_WRITTEN EXERCISE_. Copy out the lines below, from the line with "Place a pin on every instance of the icy" to the line with "Query: icy track surface", substituting "frozen track surface" for "icy track surface" and keeping everything else the same.

_SOURCE MATERIAL_.
#####

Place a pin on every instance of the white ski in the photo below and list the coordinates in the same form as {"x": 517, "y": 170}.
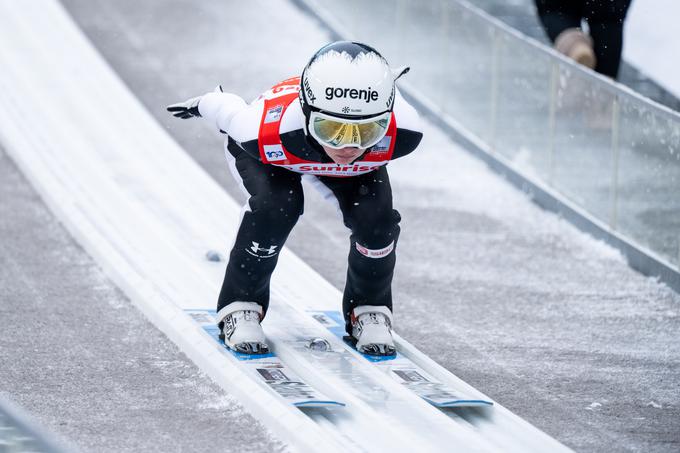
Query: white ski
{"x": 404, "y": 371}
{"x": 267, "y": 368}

#####

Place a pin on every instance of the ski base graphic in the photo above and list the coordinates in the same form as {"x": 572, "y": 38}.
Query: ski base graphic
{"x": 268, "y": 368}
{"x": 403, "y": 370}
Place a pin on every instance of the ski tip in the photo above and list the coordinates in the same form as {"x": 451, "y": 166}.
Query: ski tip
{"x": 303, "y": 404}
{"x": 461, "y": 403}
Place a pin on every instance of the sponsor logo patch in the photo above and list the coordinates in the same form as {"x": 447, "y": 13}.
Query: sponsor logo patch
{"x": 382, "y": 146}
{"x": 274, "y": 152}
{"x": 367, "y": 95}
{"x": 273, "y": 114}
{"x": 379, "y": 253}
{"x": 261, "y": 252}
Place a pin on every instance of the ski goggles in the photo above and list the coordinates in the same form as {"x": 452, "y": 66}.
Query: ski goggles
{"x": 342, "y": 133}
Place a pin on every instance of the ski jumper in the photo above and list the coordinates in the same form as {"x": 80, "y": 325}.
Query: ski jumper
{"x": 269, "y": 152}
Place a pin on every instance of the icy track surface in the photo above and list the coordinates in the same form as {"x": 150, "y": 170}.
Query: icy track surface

#####

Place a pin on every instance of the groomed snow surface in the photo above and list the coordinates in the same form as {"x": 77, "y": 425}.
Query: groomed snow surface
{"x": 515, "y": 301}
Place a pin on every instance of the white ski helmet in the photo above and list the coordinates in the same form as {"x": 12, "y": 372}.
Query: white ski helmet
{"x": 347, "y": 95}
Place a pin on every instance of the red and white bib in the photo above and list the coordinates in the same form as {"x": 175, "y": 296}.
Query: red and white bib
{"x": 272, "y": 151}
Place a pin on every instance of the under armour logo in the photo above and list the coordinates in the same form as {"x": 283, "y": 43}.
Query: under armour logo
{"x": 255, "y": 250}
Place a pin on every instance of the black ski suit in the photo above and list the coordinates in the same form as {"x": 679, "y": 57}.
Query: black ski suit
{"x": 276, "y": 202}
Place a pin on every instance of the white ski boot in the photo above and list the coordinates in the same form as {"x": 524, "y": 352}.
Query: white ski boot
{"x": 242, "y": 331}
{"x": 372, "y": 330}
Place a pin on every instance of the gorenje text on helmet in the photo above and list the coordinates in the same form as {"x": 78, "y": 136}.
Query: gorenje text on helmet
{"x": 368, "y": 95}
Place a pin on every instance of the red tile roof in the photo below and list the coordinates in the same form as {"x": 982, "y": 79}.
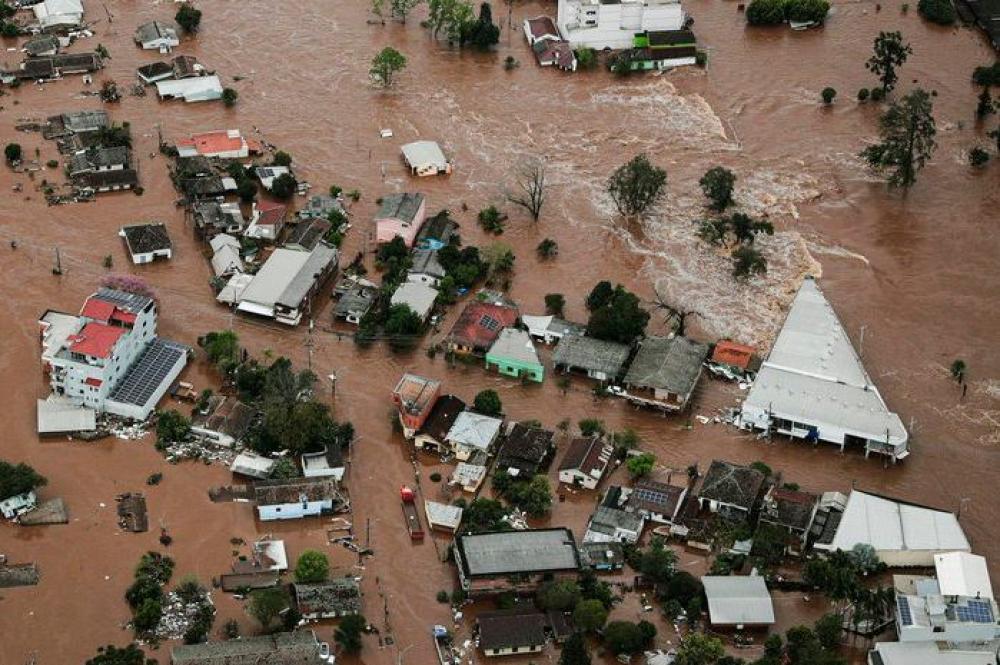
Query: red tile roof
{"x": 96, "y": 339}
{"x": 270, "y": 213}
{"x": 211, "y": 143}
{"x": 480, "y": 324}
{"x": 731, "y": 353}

#####

_TASK SOLUTION_.
Place a pin on every instance of the frozen track surface in the photo above and list the coordinates in the same form as {"x": 150, "y": 170}.
Query: frozen track surface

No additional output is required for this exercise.